> The task
Pick out every line of the records that contains the string "instance", matching case exactly.

> Supplied records
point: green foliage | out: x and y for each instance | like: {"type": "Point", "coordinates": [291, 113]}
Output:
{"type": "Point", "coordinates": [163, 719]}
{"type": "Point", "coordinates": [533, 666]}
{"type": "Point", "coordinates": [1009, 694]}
* * *
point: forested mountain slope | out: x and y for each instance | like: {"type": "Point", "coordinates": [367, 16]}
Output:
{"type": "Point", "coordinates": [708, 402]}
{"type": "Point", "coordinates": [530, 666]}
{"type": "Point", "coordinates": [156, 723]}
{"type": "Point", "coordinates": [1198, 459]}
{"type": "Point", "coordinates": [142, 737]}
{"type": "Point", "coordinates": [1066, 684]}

> Result of this exercise
point: green foliage | out: x and y for each instance | like: {"type": "Point", "coordinates": [291, 113]}
point: forested mountain slope | out: x and y for each instance | like: {"type": "Point", "coordinates": [367, 16]}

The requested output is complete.